Direction >> Print every one of the following records verbatim, leaving each character unchanged.

-=-=-=-=-

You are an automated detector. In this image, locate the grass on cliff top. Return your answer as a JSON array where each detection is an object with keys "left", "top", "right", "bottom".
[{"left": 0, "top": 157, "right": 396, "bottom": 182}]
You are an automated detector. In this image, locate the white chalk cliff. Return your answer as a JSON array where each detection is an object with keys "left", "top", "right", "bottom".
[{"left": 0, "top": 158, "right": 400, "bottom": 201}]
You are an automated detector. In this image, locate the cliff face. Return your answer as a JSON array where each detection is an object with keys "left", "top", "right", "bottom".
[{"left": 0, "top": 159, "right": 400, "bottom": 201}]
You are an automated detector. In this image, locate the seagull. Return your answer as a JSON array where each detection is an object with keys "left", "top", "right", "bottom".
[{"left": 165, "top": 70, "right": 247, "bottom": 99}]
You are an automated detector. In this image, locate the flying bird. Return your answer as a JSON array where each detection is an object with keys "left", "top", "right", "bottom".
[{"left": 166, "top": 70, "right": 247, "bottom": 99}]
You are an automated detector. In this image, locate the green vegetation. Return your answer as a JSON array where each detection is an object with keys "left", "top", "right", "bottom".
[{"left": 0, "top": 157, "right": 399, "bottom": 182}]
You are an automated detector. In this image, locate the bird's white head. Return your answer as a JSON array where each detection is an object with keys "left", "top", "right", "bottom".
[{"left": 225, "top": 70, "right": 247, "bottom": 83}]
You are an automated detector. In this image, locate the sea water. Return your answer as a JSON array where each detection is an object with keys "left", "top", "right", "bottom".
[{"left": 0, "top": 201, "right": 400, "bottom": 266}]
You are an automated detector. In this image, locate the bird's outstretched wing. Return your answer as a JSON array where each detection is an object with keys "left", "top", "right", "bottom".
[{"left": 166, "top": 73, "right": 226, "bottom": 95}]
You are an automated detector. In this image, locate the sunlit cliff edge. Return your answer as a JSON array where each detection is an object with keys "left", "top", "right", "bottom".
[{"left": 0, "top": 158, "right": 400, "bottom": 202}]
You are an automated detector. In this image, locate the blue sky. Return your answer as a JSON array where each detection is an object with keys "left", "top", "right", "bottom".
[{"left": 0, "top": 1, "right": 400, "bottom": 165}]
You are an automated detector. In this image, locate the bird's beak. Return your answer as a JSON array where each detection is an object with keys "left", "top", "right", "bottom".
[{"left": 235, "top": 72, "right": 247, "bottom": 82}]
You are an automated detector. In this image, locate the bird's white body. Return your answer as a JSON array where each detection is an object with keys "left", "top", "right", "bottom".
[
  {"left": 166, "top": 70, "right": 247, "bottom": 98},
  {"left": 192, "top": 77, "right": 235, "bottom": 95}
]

-=-=-=-=-

Task response >>
You are an automated detector. In this image, locate the grass on cliff top. Return your answer as a JSON array where each detection is an object with keys "left", "top", "right", "bottom".
[{"left": 0, "top": 157, "right": 396, "bottom": 182}]
You are an automated detector. In this image, locate the white chalk cliff. Return your answer as a JSON array where each detection is an object with keys "left", "top", "right", "bottom".
[{"left": 0, "top": 158, "right": 400, "bottom": 201}]
You are an automated detector. In this image, locate the cliff face. Return your answer as a JSON array where each detection is an object with keys "left", "top", "right", "bottom".
[{"left": 0, "top": 159, "right": 400, "bottom": 201}]
You are an automated detector. In this image, locate the seagull. Return your answer as a JSON array where each detection is an object with keys "left", "top", "right", "bottom".
[{"left": 165, "top": 70, "right": 247, "bottom": 99}]
You are an automated detector. In this image, locate the flying bird. Return your answer as a JSON array where each detection is an object with keys "left", "top", "right", "bottom".
[{"left": 166, "top": 70, "right": 247, "bottom": 99}]
You are an automated detector. In this image, locate the green vegetation. Return your answer as a JSON array where each detection is an object with keys "left", "top", "right", "bottom".
[{"left": 0, "top": 157, "right": 399, "bottom": 182}]
You are an automated detector. In this image, locate the bird's white head. Return your answer as a JSON array where each detection is an object with keys "left", "top", "right", "bottom".
[{"left": 225, "top": 70, "right": 247, "bottom": 83}]
You are an automated detector. In this image, locate the sea water. Return your answer as a JSON array where each detection is an object with keys "left", "top", "right", "bottom".
[{"left": 0, "top": 201, "right": 400, "bottom": 266}]
You are an automated detector. In this image, locate the bird's outstretched wing. Return your answer as a JSON array where each detection is an object with keys "left", "top", "right", "bottom".
[{"left": 166, "top": 73, "right": 226, "bottom": 95}]
You are an automated detector. In this image, locate the sunlit cliff edge. Return your answer as a JSON array where each detection is an object with keys "left", "top", "right", "bottom".
[{"left": 0, "top": 158, "right": 400, "bottom": 202}]
You are an automated detector. In this image, locate the blue sky. Return your answer as a JSON array where each detection is an object with keys "left", "top", "right", "bottom".
[{"left": 0, "top": 1, "right": 400, "bottom": 165}]
You are an automated detector. In this image, locate the bird's beak. Return your answer as a JSON array where each detection is an object with keys "left", "top", "right", "bottom".
[{"left": 235, "top": 72, "right": 247, "bottom": 82}]
You are an automated detector. In this image, locate the bird's white body. Return your answer as a JSON array where each detection is an object with keys "left", "top", "right", "bottom".
[
  {"left": 166, "top": 70, "right": 247, "bottom": 98},
  {"left": 192, "top": 77, "right": 235, "bottom": 95}
]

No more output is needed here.